§ What you are asked to do: Leaving out every line that comes before the one containing "Task: locate the dark", output the rest of the records exactly, the final line included.

§ Data shown:

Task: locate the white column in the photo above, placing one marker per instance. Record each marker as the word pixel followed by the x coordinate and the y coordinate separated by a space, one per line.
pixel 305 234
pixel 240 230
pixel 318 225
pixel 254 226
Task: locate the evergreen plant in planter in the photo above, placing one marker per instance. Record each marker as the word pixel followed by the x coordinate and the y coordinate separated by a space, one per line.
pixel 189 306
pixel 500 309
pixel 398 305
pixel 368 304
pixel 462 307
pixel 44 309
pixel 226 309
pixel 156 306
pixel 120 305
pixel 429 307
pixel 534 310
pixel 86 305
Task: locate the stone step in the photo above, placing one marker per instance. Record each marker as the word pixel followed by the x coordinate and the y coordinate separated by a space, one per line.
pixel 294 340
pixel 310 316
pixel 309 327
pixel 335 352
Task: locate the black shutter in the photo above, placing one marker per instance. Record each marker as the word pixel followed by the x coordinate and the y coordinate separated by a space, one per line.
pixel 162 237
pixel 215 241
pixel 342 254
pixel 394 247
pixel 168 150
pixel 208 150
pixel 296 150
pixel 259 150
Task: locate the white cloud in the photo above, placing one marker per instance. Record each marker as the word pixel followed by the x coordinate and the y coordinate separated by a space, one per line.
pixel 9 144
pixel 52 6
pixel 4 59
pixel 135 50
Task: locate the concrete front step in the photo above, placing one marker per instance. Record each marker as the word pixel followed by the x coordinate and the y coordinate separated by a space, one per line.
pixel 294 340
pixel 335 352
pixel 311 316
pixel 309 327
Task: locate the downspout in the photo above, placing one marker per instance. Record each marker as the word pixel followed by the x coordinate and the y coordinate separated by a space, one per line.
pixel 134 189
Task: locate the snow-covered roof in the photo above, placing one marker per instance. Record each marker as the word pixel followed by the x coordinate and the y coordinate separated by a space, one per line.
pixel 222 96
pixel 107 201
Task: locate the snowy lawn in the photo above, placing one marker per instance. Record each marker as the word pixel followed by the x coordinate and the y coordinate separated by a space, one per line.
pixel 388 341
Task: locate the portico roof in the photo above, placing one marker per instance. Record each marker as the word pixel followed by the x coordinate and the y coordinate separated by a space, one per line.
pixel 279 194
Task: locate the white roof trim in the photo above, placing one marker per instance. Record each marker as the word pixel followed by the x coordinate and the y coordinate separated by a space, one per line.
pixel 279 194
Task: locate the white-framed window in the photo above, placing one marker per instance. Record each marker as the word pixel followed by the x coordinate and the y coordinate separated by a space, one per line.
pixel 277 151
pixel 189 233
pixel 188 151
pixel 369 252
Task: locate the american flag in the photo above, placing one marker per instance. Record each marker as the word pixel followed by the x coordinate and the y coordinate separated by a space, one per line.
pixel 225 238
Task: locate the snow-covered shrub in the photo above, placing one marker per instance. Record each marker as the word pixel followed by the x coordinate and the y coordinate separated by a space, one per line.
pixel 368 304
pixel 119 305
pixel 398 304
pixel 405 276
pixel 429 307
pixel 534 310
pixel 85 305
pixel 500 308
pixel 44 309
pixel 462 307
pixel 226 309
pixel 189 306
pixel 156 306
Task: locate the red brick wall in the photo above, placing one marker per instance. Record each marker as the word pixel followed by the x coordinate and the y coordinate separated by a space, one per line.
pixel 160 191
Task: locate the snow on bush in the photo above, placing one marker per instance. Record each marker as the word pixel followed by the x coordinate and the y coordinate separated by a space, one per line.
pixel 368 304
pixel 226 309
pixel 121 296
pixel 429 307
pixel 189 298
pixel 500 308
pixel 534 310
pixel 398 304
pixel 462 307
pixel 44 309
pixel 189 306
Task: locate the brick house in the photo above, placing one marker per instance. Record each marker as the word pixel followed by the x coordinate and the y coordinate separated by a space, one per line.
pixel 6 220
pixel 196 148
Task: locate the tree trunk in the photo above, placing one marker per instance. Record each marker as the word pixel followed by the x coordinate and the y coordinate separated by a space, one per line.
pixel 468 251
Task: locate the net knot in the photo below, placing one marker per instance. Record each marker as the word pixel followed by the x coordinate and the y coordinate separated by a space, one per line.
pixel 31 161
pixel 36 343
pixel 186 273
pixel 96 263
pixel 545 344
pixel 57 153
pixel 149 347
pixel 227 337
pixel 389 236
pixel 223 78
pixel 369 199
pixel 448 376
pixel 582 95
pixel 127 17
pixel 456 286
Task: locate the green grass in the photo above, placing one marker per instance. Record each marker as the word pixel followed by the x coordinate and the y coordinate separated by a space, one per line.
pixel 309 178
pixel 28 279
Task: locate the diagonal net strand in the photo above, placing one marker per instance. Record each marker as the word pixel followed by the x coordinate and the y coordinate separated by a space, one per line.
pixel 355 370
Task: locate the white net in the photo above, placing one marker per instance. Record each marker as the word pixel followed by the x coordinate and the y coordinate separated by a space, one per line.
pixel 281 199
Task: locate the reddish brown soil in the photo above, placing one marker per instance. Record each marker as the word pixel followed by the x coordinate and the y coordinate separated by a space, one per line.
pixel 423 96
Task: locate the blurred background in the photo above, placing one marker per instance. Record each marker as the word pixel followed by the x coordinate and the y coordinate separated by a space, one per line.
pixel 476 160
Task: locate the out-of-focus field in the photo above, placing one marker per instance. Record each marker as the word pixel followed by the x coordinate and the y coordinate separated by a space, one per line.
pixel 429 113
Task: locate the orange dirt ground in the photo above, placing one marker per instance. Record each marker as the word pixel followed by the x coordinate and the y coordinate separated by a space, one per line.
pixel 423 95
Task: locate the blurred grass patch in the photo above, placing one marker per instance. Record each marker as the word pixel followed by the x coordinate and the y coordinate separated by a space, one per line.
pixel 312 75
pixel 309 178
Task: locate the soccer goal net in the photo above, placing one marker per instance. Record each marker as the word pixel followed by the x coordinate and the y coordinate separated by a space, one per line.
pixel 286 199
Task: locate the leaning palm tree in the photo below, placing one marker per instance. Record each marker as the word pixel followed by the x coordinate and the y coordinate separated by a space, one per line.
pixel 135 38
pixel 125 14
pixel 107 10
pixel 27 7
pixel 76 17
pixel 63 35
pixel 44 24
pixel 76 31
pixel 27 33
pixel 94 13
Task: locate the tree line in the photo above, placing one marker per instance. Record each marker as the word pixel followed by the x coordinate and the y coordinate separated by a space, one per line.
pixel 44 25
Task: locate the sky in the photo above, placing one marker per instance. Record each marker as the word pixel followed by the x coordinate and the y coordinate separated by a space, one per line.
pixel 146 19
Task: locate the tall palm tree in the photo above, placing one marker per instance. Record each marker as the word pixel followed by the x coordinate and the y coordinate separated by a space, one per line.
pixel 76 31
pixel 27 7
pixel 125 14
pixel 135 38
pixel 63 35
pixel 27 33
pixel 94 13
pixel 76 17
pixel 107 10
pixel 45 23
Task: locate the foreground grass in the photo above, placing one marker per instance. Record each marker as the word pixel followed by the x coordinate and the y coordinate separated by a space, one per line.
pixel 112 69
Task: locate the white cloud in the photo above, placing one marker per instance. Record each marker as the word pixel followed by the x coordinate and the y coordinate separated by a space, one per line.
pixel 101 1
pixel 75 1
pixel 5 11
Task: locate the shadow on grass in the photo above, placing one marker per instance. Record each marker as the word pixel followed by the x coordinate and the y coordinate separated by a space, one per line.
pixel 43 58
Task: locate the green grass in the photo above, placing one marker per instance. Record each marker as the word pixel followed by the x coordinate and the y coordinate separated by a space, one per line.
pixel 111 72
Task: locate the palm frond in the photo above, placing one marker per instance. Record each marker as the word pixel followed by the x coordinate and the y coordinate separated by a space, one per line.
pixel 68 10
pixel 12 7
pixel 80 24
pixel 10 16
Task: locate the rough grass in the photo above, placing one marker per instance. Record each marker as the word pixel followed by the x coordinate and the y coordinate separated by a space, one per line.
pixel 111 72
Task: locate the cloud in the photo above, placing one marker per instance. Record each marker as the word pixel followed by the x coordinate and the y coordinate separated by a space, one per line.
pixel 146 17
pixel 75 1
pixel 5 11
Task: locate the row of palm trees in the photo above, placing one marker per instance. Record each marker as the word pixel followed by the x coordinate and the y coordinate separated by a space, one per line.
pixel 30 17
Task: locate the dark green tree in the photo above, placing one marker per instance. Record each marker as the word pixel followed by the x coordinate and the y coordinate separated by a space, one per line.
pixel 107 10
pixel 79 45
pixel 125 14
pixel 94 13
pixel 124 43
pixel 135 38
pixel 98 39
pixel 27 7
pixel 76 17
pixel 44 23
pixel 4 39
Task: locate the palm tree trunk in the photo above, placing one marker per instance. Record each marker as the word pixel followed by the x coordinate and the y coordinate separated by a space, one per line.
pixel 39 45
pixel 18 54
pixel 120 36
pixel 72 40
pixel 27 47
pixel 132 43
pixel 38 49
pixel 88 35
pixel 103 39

§ Result of this exercise:
Task: locate the dark green tree in the photo above, placing one marker per instance. Record each marker as the word pixel followed by the x coordinate and the y coordinate separated by a space, one per line.
pixel 107 10
pixel 79 45
pixel 125 14
pixel 94 13
pixel 124 43
pixel 135 38
pixel 98 39
pixel 27 7
pixel 76 17
pixel 44 23
pixel 4 39
Task: locate the palm tree trunk in the photo above, placing one marker per instance. Record each marker as the word pixel followed by the x coordinate and the y coordinate separated by a space, one per line.
pixel 39 45
pixel 18 54
pixel 120 36
pixel 72 40
pixel 27 47
pixel 132 43
pixel 38 49
pixel 88 35
pixel 103 39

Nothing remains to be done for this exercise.